**EXERCISE**
Take the data that sits below and write it out again exactly.

Data excerpts:

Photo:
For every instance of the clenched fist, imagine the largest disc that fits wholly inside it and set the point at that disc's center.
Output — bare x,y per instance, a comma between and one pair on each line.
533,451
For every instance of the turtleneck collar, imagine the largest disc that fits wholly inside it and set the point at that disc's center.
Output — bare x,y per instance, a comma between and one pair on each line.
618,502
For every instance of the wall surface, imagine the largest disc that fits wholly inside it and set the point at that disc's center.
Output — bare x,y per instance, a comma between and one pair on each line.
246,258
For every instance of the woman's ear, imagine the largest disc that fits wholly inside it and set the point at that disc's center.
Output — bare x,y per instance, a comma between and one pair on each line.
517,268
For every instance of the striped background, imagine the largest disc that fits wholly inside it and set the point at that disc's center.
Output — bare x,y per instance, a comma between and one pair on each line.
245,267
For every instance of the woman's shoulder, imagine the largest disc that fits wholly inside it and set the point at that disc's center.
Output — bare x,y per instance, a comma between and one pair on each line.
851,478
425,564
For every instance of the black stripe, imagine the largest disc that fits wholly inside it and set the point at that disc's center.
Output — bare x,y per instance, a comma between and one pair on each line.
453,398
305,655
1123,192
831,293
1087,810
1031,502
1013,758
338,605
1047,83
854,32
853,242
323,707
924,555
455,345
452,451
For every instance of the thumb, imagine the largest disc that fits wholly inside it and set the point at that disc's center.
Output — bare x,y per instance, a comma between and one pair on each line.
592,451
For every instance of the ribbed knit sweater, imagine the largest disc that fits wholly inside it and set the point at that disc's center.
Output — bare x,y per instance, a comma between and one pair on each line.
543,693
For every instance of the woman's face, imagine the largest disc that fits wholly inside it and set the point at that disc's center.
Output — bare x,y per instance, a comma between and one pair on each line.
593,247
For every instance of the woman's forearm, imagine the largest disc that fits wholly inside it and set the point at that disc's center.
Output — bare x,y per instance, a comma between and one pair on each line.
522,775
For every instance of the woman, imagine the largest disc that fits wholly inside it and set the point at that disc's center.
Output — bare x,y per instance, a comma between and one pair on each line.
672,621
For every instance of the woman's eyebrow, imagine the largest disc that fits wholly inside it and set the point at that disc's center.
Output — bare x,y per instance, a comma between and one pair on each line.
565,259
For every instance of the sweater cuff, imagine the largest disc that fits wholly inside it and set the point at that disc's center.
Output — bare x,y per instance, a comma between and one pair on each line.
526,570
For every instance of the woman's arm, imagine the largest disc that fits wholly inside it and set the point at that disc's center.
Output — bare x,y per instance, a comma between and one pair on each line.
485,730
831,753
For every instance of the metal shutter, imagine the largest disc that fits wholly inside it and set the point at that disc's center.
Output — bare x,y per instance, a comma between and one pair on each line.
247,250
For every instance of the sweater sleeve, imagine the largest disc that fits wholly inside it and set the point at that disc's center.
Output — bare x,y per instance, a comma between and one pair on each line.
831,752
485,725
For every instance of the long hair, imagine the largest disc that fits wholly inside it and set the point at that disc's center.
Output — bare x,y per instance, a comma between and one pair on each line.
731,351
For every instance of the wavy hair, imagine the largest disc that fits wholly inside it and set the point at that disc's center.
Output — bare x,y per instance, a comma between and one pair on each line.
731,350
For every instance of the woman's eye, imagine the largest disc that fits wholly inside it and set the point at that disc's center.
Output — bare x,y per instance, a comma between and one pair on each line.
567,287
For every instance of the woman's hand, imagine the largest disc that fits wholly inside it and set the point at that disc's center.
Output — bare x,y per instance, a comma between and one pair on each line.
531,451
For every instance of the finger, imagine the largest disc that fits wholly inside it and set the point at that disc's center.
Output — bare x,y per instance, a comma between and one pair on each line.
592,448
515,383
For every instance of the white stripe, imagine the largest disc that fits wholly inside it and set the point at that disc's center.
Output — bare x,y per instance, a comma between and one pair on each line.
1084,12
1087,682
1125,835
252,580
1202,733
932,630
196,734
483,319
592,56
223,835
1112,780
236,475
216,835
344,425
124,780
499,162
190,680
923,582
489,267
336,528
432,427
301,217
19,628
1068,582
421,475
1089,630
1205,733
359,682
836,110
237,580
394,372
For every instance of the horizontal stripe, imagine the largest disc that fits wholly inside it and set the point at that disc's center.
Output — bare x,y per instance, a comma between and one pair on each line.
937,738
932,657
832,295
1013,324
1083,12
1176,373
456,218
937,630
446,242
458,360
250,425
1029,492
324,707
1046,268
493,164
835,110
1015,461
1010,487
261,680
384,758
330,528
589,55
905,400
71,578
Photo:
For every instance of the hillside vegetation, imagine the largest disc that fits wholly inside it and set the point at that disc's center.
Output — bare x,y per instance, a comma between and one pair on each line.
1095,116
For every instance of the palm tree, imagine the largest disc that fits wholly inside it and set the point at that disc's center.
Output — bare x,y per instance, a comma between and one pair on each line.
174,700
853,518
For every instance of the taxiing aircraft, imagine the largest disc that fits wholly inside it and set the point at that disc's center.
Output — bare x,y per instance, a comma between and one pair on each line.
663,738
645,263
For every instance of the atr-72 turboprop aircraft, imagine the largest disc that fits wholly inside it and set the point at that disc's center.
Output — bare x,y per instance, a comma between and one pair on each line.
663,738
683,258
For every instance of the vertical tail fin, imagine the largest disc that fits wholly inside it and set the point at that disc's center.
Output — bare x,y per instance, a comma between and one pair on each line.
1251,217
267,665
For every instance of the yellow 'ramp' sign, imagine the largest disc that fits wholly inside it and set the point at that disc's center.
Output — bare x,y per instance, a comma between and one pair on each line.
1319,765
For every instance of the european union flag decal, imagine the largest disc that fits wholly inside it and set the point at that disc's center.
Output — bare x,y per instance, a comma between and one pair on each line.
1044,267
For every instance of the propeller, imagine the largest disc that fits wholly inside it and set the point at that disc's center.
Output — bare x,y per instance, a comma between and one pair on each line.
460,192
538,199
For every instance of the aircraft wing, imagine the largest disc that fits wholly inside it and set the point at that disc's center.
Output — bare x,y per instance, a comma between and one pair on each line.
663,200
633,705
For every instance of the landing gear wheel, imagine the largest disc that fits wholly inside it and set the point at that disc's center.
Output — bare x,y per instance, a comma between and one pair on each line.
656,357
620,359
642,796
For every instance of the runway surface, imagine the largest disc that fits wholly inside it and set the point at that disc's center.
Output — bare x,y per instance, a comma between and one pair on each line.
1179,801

**RESULT OF THIS EXERCISE**
Photo:
For every instance of the clenched fist, imagine the largest disc that fits wholly inside it and set the point at that disc's center.
Output — bare x,y per instance, a comma between and one pair on each line.
533,451
For every instance of the turtleneck collar, imagine the largest disc that fits wholly inside it and set the point at that disc's center.
Output — bare x,y per instance, a comma between and one pair on each line.
618,502
For every instance of the wall surface, imagine the largest disc that fits wholly inside it and set the point at that disc's center.
Output — bare x,y per instance, a comma between and one pair on each line.
246,258
For every instance of the woman's ear, imagine the largest disc that fits wholly inside it and set the point at that disc's center.
Output — bare x,y per instance, a comma between and one pair on each line.
517,268
For every instance of the striped background, imagine the largest disc that fits wholly inside it and set the point at that disc's center.
Output — bare x,y per instance, a comma between and one pair on each line.
245,267
For every instance of the woman's shoulder, imagine the largest disc that fits wholly inside it and set the point at that disc's center.
Output — bare x,y per instance, a comma between and one pair on each line.
851,478
425,564
For every instance of the black stripe, imagine the largest disc that fits wholly inside it and set the point at that disc's center.
Output — bare x,y per instance, a comma between and one pair on each line.
453,398
305,655
1123,192
831,293
1087,810
1031,502
1013,758
338,605
1047,83
854,32
853,242
323,707
924,555
455,345
452,451
For every instance of the thumb, imagine the largest disc that fits wholly inside it and set the point at that disc's center.
Output — bare x,y per instance, a comma between and one pair on each line.
592,451
For every instance of the ribbed knit sweater, imagine the largest disc that fits wholly inside it and set the point at that disc's center.
Output — bare x,y per instance, a comma between and one pair on each line.
543,693
For every instance of the woman's face, imagine the largest disc that fits wholly inside it and set the point at that disc's center.
Output — bare x,y per instance, a comma between and one pair on each line.
593,247
For every instance of the woman's forearm, imagine the largest disc that fits wholly inside it and set the point at that disc's center.
Output — bare x,y per instance, a comma between and one pair on each line.
522,775
For every instance of the woman, imagine the largest disc that fits wholly inside it and set the point at that disc's center.
Output — bare x,y per instance, a comma between and one pair on each line.
672,621
For every instance of the woman's eyebrow, imagine the largest disc that fits wholly inside it and set the point at that disc's center.
Output — bare x,y per instance, a comma between and one pair on each line.
565,259
For every instance of the sweater cuff, imagine the largest disc that fits wholly inside it and set the point at that disc's center.
Output — bare x,y per instance, a comma between and one pair on each line.
526,570
For every instance of the woman's arm, imagine the largest disc that fits wholly inside it and set the point at that disc's center.
Output — bare x,y per instance, a comma between and one pair on each line.
485,730
831,753
For every instance of the metal shutter, imagine the largest disc that fits wholly inside it and set the point at that disc's center.
Output — bare x,y per instance, a comma between and one pair on each line.
247,250
For every instance of the sweater sleeve, imagine the largest disc that fits wholly inside it and set the point at that disc's center.
Output — bare x,y per instance, a comma between and one pair on each line.
831,752
485,725
For every instance of the long hair, imagine the largest disc that fits wholly inside it and set the point at that disc's center.
Output — bare x,y per instance, a comma between and one pair on each line.
731,351
For every instance of the wavy hair, imagine the largest disc that fits wholly inside it and set the point at that disc's center.
Output — bare x,y per instance, a comma between and one pair on each line.
731,350
For every instance of the woman's eye, imagine the largest disc that fits wholly inside it and set the point at that disc's center.
Output — bare x,y per instance, a comma between and one pair on each line.
567,287
For every instance of the woman's hand, imagine the largest disc that fits wholly inside it and set the point at that disc's center.
Output — bare x,y per instance, a comma between and one pair on each line.
531,451
For every instance of the finger, imagine the largest disc that fits wholly inside it and set the point at that disc's center.
Output — bare x,y per instance, a comma between and one pair on each line.
592,448
515,383
For every instance of the white stripe, imagine the largest disc that fits wholly inside it and set the point at that disc's center.
Output — bare x,y per instance, a comma between and one pair on each line.
1084,12
1087,682
1125,835
252,580
1202,733
932,630
196,734
483,319
592,56
223,835
1112,780
236,475
216,835
344,425
124,780
499,162
190,680
923,582
489,267
336,528
432,427
301,217
19,628
1068,582
421,475
1089,630
1205,733
359,682
836,110
237,580
394,372
For every instance of the horizontal stripe, imagine the largest disc that fits wholly inside it and set the point at that disc's center.
Output — bare x,y per instance, a comma between and one pair on each line.
937,738
932,657
832,295
1013,324
1083,12
1176,373
456,218
937,630
446,242
458,360
250,425
1029,492
324,707
1046,268
493,164
835,110
1015,461
1010,487
261,680
384,758
330,528
589,55
905,400
71,578
Photo:
For every instance of the hillside vegetation, imagine the largest disc that fits wholly inside it and set the point at that disc's center.
Output — bare x,y per instance, a comma between and one pair on each line.
1095,116
For every instance of the palm tree, imagine the largest disc that fits wholly inside it and set the point at that disc's center.
Output — bare x,y per instance, a comma between and one pair on each line.
174,700
853,518
For every instance of the taxiing aircraft, imagine the largest disc that fits wholly inside it and set the point at that disc's center.
Output — bare x,y per instance, a comma between and one pair on each line.
663,738
645,263
For every instance of the atr-72 turboprop aircraft, imagine the largest disc that fits wholly inside it and set the point at that disc's center.
Output — bare x,y per instance, a comma between and one pair on each line.
663,738
683,258
For every instance of the vertical tail fin, imagine the largest disc that fits wholly inside it and set the point at that disc's center.
Output — bare x,y per instance, a comma between and one pair on each line.
1251,217
267,665
For every instance of the yellow 'ramp' sign, imagine the largest disc that fits wholly inside it and set the point at that disc's center.
Output — bare x,y per instance, a comma between and one pair on each line.
1319,765
For every instance of the european union flag decal, imagine the largest disc that fits wholly inside it and set the point at that disc's center.
Output — bare x,y per instance, a comma between and one pair on each line.
1044,267
For every instance of the propeller, imagine the largest disc that fits wholly inside it and set the point at that disc's center.
Output — bare x,y per instance, a comma between and one pair on each line.
460,192
538,199
For every instance of the aircraft wing, imagine the largest disc that fits wholly inside it and set the point at that disc's center.
Output — bare x,y per instance, a comma between and one pair on each line.
663,200
633,705
For every instance of the landing gear wheel, imagine the largest disc that fits wholly inside it and set the point at that disc's center.
Output — bare x,y per instance, a comma between and one pair on each line.
656,357
620,359
642,796
For every instance of the runway surface, imagine the largest disc that fits wholly inside it and set the point at that disc's center.
Output — bare x,y per instance, a comma between and one pair on each line.
1179,801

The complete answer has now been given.